What you return should be the lines of the data containing "this", each in full.

:: SUPPLIED MATERIAL

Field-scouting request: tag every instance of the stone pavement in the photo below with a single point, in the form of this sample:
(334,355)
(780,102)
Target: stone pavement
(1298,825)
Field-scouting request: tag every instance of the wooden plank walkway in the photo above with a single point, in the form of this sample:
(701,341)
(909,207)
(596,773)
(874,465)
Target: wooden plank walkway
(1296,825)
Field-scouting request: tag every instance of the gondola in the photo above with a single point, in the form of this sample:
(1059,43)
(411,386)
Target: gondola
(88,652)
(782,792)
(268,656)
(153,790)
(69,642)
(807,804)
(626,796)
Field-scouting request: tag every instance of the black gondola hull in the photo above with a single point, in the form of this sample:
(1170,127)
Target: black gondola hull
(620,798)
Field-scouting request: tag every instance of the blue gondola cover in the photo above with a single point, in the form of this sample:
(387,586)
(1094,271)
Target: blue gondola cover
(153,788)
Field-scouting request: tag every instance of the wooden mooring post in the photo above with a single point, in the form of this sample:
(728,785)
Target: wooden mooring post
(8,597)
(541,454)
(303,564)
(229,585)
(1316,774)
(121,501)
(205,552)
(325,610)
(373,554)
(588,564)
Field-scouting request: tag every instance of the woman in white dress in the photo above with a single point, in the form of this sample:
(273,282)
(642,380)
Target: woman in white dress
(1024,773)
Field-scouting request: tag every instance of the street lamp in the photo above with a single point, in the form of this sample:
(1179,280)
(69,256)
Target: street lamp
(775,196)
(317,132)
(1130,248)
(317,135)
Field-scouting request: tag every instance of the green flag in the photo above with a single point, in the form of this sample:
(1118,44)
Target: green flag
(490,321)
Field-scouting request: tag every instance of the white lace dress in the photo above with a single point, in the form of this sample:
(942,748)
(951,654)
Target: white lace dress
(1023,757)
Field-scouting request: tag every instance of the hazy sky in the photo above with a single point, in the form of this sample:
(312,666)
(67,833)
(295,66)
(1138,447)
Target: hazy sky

::::

EXPECTED ANSWER
Field-scouting request: tag every instance of the stone pavement in the photo below with a single point, in the form of this sample:
Field-scouting request: tag every instance of the wooden plank walkway in the photo above with a single point, in the form of this sample:
Field-scouting request: tag every instance of the gondola in the photo above with a single point, in the form of this sample:
Field-scouting request: tag every instance of the black gondola hull in the photo above with a single point, in the form of this sample:
Field-scouting request: tag every instance of the blue gondola cover in the photo above with a single point, in the form of this sample:
Field-scouting request: tag every instance of the wooden mooring post in the photo above with a single point, in the form of this sample:
Field-scouting request: tag every instance of the woman in white dress in the photo above with a single point, in the form of this sample:
Field-scouting request: tag every instance of the street lamp in the photo above with a single point, in the form of this sample:
Field-scouting request: tag every instance of the green flag in the photo above with a single point, in the form of this sample:
Field-scouting request: tag every instance of the white lace dress in the photo above with a single point, in the form of this sample:
Field-scouting request: tag every instance of the hazy sky in the photo above with a single point, in the form of this sample:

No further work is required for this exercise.